→ **SUPPLIED MATERIAL**:
+ + + + + + +

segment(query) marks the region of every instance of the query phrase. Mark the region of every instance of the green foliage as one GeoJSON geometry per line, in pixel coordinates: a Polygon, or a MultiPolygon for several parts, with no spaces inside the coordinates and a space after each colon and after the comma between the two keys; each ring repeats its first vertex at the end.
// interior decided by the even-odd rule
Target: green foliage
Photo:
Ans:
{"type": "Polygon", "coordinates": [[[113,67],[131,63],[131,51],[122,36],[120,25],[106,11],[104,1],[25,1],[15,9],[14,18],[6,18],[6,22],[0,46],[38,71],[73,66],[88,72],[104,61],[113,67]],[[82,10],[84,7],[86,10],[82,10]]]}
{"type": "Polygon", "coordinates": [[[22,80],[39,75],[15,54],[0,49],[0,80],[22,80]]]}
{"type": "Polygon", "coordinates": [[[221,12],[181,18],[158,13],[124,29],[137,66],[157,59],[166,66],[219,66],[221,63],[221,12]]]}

+ + + + + + +

→ **WRITTEN PROBLEM**: Output the records above as a two-column CSV with the header row request,answer. Write one row per record, with the request text in the request column and its answer in the answer column. Quote each field and replace every line break with a space.

→ **SOLUTION TO THIS EXERCISE**:
request,answer
"segment(query) marks the region of every instance of the query phrase. Mark the region of every instance of the green foliage as one GeoJSON geometry per line, in pixel coordinates: a Polygon, or a MultiPolygon for several parts, with no spaces inside the coordinates and a space after each colon and after the comma between the two keys; each ring repeats its first vertex at the end. // interior decided by the even-odd rule Target: green foliage Photo: Ans:","{""type"": ""Polygon"", ""coordinates"": [[[113,67],[131,63],[131,51],[122,36],[120,25],[106,11],[104,1],[25,1],[15,9],[14,18],[6,18],[6,22],[0,46],[38,71],[73,66],[88,72],[104,61],[113,67]],[[82,10],[84,7],[86,10],[82,10]]]} {""type"": ""Polygon"", ""coordinates"": [[[22,80],[39,75],[15,54],[0,49],[0,80],[22,80]]]} {""type"": ""Polygon"", ""coordinates"": [[[221,12],[181,18],[158,13],[124,29],[137,66],[157,59],[166,66],[219,66],[221,63],[221,12]]]}"